── DATA RECORDS
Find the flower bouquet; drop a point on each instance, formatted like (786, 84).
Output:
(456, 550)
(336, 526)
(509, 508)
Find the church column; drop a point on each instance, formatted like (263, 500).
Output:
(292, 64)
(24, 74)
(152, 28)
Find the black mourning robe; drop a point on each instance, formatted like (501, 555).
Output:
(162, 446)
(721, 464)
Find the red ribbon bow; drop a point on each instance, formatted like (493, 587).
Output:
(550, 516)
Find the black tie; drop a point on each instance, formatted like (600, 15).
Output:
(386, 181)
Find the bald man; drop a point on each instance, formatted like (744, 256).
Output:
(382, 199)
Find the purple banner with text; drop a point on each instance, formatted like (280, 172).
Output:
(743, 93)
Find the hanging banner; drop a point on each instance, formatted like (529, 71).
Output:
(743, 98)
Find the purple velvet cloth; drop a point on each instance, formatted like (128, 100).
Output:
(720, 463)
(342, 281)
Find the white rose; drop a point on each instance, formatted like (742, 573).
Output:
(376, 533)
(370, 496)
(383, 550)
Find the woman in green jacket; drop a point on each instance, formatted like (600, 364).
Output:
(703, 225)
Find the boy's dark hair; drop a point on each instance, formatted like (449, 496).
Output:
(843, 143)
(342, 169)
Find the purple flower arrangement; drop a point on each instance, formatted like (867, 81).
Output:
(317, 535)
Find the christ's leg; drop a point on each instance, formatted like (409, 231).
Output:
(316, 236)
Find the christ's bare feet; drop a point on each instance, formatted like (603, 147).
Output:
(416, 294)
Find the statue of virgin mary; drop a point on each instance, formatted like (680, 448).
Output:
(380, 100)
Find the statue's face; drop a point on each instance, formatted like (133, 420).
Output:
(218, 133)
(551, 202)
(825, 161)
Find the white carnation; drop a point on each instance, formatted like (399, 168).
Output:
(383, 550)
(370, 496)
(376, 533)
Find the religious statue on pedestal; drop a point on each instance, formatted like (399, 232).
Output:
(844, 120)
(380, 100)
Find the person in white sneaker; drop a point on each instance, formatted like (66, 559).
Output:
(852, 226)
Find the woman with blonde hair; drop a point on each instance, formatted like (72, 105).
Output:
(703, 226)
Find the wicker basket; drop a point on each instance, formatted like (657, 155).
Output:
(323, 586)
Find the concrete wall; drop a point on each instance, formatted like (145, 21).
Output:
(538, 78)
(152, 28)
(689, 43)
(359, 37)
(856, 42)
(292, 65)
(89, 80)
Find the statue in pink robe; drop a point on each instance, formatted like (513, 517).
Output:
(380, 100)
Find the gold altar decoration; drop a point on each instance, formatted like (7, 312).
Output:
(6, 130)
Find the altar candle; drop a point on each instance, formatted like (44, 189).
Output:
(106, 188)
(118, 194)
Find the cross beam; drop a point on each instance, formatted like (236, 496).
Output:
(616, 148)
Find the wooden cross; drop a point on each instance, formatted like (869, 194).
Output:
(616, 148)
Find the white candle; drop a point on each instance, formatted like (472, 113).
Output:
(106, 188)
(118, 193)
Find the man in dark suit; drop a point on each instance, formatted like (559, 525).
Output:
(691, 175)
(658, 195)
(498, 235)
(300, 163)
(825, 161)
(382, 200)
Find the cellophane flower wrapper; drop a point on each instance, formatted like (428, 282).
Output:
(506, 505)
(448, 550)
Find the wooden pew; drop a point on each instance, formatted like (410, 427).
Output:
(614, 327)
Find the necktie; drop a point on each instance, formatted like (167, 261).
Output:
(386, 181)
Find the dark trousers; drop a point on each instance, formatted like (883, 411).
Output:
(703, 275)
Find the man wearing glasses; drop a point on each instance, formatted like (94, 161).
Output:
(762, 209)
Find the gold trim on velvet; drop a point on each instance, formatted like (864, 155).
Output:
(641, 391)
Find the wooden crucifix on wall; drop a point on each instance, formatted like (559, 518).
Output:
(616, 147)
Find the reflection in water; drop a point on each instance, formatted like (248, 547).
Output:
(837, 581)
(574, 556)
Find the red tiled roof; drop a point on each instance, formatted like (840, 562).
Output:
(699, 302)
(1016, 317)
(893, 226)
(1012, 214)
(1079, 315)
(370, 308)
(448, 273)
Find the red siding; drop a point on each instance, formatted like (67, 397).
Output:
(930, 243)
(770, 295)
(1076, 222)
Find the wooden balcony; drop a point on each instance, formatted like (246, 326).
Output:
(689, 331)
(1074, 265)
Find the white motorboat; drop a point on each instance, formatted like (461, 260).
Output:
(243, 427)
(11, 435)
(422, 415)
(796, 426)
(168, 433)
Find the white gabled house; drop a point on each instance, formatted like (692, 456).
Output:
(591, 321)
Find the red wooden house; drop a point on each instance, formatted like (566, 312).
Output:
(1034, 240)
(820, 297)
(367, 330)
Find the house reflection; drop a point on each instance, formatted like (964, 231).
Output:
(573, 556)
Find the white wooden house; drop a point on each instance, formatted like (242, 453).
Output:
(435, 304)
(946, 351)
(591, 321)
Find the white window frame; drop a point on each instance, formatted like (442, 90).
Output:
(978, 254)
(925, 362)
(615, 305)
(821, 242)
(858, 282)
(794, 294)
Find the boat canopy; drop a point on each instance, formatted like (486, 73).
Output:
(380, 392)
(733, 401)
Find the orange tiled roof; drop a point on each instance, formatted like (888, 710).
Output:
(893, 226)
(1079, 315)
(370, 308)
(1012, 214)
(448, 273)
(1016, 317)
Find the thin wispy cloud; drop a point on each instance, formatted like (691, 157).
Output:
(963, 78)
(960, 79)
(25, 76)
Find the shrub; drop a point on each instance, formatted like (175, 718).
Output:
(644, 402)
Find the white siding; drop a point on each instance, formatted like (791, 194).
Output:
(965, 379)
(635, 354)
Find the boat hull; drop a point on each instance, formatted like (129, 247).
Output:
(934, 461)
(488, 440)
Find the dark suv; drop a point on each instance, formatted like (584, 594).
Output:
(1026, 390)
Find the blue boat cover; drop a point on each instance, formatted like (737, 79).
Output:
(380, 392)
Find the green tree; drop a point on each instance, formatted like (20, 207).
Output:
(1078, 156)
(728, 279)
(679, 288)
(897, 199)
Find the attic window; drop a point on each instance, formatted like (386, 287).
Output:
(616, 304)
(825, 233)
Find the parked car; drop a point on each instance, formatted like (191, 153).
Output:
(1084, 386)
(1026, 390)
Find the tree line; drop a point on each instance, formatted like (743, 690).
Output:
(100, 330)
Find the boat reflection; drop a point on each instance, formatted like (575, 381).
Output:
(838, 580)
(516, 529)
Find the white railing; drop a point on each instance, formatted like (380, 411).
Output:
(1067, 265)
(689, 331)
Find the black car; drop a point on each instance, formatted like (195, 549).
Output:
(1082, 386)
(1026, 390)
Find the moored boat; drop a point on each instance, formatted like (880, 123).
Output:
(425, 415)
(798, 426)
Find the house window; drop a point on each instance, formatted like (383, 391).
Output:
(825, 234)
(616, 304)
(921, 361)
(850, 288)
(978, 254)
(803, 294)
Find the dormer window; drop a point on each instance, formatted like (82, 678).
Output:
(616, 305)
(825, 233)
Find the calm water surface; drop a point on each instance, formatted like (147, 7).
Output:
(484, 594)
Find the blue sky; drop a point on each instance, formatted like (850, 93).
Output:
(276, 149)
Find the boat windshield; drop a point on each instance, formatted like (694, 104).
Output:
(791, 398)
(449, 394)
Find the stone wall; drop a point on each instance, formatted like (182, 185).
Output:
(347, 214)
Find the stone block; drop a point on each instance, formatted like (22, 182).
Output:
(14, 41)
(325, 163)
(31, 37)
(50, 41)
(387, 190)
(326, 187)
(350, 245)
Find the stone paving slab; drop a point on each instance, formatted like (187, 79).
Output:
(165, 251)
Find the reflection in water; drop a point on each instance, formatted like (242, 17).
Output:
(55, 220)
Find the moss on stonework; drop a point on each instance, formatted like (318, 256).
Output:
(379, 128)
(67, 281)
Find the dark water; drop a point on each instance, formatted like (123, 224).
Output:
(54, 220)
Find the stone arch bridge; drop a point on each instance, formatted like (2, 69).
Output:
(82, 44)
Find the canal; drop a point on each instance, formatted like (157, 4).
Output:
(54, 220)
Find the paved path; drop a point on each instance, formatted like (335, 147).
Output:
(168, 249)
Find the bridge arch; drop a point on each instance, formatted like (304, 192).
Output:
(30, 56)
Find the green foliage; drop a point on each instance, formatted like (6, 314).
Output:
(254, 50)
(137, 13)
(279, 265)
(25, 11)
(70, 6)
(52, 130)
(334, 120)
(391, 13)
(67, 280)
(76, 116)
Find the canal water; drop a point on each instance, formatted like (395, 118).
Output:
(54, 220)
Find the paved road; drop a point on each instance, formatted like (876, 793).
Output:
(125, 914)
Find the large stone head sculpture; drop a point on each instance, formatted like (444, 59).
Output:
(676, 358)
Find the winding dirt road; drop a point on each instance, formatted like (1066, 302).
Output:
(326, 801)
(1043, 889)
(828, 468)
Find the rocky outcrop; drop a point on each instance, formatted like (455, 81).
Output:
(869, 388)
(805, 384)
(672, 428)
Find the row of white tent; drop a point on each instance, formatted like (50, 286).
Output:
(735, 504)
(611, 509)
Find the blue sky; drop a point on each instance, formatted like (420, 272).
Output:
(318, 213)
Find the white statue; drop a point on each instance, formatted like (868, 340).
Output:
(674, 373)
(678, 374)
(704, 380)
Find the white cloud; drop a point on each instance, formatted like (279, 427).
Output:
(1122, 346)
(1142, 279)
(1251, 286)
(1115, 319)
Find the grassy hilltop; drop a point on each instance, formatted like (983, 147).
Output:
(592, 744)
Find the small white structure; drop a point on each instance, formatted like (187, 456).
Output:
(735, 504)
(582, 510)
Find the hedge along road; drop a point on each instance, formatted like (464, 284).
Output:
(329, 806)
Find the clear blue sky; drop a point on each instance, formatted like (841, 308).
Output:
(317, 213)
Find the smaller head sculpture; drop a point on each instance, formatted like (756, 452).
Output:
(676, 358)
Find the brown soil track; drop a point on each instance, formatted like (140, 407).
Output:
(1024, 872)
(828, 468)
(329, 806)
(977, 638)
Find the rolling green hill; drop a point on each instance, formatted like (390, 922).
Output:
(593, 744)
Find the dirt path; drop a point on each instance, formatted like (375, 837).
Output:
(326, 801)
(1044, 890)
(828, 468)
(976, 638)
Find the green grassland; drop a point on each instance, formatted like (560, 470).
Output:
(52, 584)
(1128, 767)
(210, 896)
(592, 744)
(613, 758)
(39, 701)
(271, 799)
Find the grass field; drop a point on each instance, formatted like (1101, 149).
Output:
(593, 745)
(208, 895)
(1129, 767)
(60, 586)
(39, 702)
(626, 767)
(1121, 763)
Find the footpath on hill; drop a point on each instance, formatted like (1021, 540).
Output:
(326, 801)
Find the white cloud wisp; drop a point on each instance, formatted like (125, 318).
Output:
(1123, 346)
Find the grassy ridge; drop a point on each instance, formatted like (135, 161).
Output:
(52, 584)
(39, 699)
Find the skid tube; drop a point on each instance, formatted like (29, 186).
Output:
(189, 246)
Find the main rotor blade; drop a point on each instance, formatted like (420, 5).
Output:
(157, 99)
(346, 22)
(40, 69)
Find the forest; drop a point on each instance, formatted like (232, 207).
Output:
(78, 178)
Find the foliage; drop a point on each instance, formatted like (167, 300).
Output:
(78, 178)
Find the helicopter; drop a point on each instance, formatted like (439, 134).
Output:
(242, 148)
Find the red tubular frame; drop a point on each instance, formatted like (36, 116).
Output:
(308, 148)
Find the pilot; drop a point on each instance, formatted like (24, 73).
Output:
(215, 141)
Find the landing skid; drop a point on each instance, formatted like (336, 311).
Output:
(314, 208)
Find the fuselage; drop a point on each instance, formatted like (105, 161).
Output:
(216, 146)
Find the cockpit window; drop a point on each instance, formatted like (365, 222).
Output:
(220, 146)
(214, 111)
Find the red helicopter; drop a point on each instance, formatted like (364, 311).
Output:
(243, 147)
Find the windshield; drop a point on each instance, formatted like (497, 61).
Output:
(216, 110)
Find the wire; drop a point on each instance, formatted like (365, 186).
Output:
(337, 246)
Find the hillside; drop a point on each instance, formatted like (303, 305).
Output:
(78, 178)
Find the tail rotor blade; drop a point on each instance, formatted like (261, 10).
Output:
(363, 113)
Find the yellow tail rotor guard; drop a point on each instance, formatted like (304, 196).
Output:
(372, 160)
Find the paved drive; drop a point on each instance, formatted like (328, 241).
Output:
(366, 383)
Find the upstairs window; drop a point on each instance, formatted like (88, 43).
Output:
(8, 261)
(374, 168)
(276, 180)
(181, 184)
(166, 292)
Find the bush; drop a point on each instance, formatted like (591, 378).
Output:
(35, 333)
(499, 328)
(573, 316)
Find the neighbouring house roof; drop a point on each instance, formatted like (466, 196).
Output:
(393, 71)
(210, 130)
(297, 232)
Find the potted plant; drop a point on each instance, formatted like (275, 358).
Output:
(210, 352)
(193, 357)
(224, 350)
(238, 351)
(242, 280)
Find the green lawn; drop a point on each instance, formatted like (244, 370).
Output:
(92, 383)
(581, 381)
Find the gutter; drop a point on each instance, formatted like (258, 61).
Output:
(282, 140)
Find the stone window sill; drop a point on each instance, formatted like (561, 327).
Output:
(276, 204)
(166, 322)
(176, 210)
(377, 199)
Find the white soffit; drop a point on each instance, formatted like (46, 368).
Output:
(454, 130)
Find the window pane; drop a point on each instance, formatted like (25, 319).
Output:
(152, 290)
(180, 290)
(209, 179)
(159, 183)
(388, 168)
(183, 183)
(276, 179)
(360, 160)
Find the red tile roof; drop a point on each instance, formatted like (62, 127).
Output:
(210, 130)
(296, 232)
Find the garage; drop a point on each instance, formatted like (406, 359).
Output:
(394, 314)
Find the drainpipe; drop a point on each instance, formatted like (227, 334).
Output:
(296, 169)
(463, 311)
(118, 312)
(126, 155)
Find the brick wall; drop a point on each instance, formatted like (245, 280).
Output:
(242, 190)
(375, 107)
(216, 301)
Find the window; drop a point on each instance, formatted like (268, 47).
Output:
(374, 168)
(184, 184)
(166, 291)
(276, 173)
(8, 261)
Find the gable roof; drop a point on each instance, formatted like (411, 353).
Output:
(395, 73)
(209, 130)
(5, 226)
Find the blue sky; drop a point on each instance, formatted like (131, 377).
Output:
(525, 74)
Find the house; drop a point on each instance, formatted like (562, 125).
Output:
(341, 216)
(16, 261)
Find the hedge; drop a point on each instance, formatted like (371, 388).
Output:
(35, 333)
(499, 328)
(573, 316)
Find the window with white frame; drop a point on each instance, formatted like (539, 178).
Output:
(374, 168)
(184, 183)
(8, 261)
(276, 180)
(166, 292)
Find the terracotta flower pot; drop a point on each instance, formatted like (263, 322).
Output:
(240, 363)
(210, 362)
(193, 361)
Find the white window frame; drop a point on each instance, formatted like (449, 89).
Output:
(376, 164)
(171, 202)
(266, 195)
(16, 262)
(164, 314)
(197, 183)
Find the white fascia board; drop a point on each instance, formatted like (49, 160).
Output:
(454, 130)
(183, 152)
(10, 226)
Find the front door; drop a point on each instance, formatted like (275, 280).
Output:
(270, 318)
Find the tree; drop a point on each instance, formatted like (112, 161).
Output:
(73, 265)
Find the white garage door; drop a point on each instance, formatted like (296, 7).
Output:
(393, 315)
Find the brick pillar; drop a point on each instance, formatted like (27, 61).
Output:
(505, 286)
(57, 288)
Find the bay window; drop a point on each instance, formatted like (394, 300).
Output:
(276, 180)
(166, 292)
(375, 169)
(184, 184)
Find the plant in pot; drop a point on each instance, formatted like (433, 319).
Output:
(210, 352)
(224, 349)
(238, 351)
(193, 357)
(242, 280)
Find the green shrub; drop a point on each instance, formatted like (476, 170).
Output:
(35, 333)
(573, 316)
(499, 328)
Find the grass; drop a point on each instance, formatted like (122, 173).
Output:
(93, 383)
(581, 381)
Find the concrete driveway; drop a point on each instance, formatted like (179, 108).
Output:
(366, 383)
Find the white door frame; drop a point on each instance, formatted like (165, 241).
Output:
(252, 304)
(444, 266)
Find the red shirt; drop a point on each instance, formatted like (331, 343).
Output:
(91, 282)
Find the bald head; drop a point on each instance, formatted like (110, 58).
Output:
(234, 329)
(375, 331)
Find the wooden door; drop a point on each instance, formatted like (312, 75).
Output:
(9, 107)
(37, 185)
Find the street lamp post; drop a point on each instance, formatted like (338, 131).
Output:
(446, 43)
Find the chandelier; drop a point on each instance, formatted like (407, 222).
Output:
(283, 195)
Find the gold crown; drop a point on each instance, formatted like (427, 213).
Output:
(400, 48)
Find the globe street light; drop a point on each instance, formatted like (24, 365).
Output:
────
For every line in the material above, note whether the word "roof" appears, then state the number of lines where it does and nothing else.

5